▶ **ASSIGNED TASK**: Each line of the listing below should come back exactly as it is.

▶ **EXTRACTED RECORDS**:
──────────────────────────────
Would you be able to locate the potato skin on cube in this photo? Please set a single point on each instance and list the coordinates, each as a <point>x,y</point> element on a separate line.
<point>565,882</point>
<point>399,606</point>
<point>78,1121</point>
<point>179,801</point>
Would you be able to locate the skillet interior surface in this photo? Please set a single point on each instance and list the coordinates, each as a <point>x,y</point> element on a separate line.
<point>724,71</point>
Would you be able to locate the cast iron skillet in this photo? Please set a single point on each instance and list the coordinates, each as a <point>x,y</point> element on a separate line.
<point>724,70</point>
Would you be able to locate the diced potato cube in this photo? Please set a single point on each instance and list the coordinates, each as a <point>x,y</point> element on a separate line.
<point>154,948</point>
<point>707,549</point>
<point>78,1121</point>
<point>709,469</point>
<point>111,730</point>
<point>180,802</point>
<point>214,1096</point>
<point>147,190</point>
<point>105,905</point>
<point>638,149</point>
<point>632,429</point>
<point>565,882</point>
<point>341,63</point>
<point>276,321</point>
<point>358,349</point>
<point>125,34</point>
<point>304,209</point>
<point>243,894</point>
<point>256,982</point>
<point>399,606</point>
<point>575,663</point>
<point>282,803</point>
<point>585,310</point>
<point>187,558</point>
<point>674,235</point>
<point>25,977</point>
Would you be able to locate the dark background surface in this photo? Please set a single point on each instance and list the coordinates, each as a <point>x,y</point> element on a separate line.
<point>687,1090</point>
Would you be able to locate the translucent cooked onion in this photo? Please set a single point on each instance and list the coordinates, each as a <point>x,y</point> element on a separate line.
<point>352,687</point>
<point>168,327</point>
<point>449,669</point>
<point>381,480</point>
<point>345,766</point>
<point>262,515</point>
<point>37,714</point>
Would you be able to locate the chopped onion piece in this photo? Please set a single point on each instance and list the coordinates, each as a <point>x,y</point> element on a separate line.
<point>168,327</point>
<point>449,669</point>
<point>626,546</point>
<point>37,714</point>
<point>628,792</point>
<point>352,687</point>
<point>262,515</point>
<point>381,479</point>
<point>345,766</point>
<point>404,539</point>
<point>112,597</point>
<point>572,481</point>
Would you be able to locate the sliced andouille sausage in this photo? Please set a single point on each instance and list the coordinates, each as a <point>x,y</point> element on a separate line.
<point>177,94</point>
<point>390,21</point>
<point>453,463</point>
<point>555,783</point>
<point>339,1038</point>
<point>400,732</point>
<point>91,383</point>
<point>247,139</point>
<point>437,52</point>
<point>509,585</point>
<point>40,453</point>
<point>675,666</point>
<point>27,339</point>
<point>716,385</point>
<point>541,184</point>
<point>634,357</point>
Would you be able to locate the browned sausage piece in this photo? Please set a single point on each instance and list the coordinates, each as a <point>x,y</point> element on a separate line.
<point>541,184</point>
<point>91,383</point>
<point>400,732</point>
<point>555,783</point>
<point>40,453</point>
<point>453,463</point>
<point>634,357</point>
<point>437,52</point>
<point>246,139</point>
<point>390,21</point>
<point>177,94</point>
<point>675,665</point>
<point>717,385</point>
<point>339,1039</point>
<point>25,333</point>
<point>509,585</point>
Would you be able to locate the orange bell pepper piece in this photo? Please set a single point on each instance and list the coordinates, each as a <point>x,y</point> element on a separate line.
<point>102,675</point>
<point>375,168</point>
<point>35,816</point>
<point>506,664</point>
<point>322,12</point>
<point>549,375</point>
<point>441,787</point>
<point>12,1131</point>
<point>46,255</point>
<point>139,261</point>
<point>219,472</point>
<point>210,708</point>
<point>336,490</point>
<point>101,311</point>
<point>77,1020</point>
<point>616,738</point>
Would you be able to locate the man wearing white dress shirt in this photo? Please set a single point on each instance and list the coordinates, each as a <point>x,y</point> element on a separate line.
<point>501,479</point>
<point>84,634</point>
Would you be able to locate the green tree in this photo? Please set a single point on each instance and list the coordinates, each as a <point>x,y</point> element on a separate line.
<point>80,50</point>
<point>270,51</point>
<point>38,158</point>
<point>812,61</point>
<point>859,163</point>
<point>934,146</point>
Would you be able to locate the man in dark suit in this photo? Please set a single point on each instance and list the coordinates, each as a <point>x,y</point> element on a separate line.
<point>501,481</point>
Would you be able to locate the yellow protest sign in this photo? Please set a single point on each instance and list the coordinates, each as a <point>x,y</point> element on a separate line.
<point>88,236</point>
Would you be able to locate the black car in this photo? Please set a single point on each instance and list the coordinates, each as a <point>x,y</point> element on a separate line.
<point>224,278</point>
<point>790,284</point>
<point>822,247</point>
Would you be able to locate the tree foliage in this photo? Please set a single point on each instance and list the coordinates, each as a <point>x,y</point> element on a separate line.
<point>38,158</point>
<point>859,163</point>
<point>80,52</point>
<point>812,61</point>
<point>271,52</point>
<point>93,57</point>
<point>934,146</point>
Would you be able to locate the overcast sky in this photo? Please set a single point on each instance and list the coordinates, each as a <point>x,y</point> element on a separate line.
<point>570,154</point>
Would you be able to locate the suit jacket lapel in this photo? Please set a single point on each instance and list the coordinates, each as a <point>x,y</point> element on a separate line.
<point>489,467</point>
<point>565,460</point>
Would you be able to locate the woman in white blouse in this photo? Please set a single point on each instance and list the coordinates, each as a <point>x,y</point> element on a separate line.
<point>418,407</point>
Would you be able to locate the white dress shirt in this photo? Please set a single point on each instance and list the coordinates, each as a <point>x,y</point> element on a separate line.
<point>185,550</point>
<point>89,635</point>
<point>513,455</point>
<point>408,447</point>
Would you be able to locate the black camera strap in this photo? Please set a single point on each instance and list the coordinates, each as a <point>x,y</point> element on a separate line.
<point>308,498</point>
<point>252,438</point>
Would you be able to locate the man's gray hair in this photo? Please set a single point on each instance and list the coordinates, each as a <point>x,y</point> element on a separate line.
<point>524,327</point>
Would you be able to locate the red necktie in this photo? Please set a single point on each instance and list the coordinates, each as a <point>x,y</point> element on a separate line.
──────────────────────────────
▶ **TASK ANSWER**:
Would you be able to locate the potato skin on cube in this photo? Please set a single point on each instance and list the coordinates, each as a <point>x,y</point> element on a separate line.
<point>565,882</point>
<point>399,606</point>
<point>78,1121</point>
<point>179,801</point>
Would you be able to locate the skillet interior surface in this photo? Please set a single point on each instance and list the coordinates, each as a <point>x,y</point> element on a separate line.
<point>724,71</point>
Would you be able to locate the cast iron skillet in this photo? Please set a single point on each instance and list the coordinates, each as a <point>x,y</point> element on a separate line.
<point>724,70</point>
Would you be able to locate the diced potato cube in this photo? Please set a single point on each instance and list the coordinates, each as a <point>x,y</point> element on a separate line.
<point>154,948</point>
<point>707,549</point>
<point>78,1121</point>
<point>709,469</point>
<point>111,730</point>
<point>180,802</point>
<point>214,1096</point>
<point>147,190</point>
<point>105,905</point>
<point>638,149</point>
<point>632,429</point>
<point>565,882</point>
<point>341,63</point>
<point>276,321</point>
<point>358,349</point>
<point>125,34</point>
<point>304,209</point>
<point>243,894</point>
<point>256,982</point>
<point>399,606</point>
<point>575,663</point>
<point>282,803</point>
<point>585,310</point>
<point>187,558</point>
<point>674,235</point>
<point>25,977</point>
Would you be able to locate the dark background surface in this photo? Please set a single point on each instance and list the coordinates, each as a <point>x,y</point> element on a separate line.
<point>687,1090</point>
Would you be able to locate the translucent cooked onion in this photo? Please set a single point on each instance and list the coordinates, each as a <point>x,y</point> element on a separate line.
<point>352,687</point>
<point>168,327</point>
<point>449,669</point>
<point>381,480</point>
<point>345,766</point>
<point>262,515</point>
<point>37,714</point>
Would you be able to locate the chopped onion piece in this photo? Please set a single point on each instance and list the coordinates, each as a <point>x,y</point> element on a separate line.
<point>168,327</point>
<point>449,669</point>
<point>626,546</point>
<point>37,714</point>
<point>628,792</point>
<point>352,687</point>
<point>262,515</point>
<point>381,479</point>
<point>345,766</point>
<point>404,539</point>
<point>112,597</point>
<point>572,481</point>
Would you be able to locate the sliced andouille sausage in this photo? Please set a single point on each instance and list the coordinates, each as a <point>x,y</point> element on a separate line.
<point>177,94</point>
<point>390,21</point>
<point>453,463</point>
<point>555,783</point>
<point>339,1038</point>
<point>400,732</point>
<point>91,383</point>
<point>247,139</point>
<point>437,52</point>
<point>509,585</point>
<point>40,453</point>
<point>675,666</point>
<point>27,339</point>
<point>716,385</point>
<point>541,184</point>
<point>634,357</point>
Would you be able to locate the browned sausage piece in this photo? Please set a single point on each instance and list the coordinates, each as a <point>x,y</point> element on a separate line.
<point>541,184</point>
<point>91,383</point>
<point>400,732</point>
<point>555,783</point>
<point>40,453</point>
<point>453,463</point>
<point>634,357</point>
<point>437,52</point>
<point>246,139</point>
<point>390,21</point>
<point>177,94</point>
<point>675,665</point>
<point>717,385</point>
<point>339,1039</point>
<point>25,333</point>
<point>509,585</point>
Would you be able to locate the orange bell pepper piece in this photo? Please set a single point on each instance and list the coordinates, each as a <point>x,y</point> element on a separate line.
<point>102,675</point>
<point>375,168</point>
<point>35,816</point>
<point>506,664</point>
<point>322,12</point>
<point>549,375</point>
<point>441,787</point>
<point>12,1131</point>
<point>46,255</point>
<point>139,261</point>
<point>219,472</point>
<point>210,708</point>
<point>336,490</point>
<point>101,311</point>
<point>77,1020</point>
<point>616,738</point>
Would you be able to locate the man wearing white dress shirt in this photo? Please set a single point on each instance and list the coordinates, each as a <point>x,y</point> element on a separate line.
<point>501,479</point>
<point>84,634</point>
Would you be able to locate the green tree in this photo? Please set a single point on each instance and list the coordinates, each as a <point>x,y</point> element on a separate line.
<point>80,50</point>
<point>270,51</point>
<point>38,158</point>
<point>812,61</point>
<point>859,163</point>
<point>934,146</point>
Would you be able to locate the man in dark suit in this photo? Please set a single point on each instance and list the coordinates, each as a <point>x,y</point> element on a separate line.
<point>501,481</point>
Would you be able to locate the yellow protest sign in this photo? Please set a single point on each instance and list the coordinates, each as a <point>x,y</point> element on a separate line.
<point>88,236</point>
Would you be able to locate the black car in this photo? Please set a single point on each instance and list the coordinates, each as a <point>x,y</point> element on a separate line.
<point>224,278</point>
<point>790,284</point>
<point>822,247</point>
Would you be able to locate the tree foliage in this photo? Please set a single point on each instance and list the coordinates, each as a <point>x,y</point> element on a separate line.
<point>38,158</point>
<point>859,163</point>
<point>80,52</point>
<point>812,61</point>
<point>271,52</point>
<point>93,57</point>
<point>934,146</point>
Would you be able to locate the overcast sky in this photo? Please set a single point on each instance and list the coordinates, each as a <point>x,y</point> element on a separate line.
<point>570,154</point>
Would you be able to locate the suit jacket lapel in this photo? Please set a single point on each instance and list the coordinates, each as a <point>x,y</point> element on a separate line.
<point>489,467</point>
<point>565,460</point>
Would you be able to locate the woman in white blouse in this photo? Please set a single point on each instance and list the coordinates, each as a <point>x,y</point> element on a separate line.
<point>418,407</point>
Would you be able to locate the white dress shirt in this photo? Please set a single point on each instance and list the coordinates, each as a <point>x,y</point> element on a separate line.
<point>185,550</point>
<point>89,635</point>
<point>513,455</point>
<point>408,447</point>
Would you be able to locate the black camera strap in this photo? Please set a single point on each instance and list the coordinates, each as a <point>x,y</point> element on a separate line.
<point>308,498</point>
<point>252,438</point>
Would you be able to locate the man's gray hair in this photo? Please set a single point on each instance and list the coordinates, each as a <point>x,y</point> element on a separate line.
<point>524,327</point>
Would you be able to locate the red necktie in this photo? Please set a single point on each instance and list the coordinates, each as a <point>x,y</point> element on a separate line.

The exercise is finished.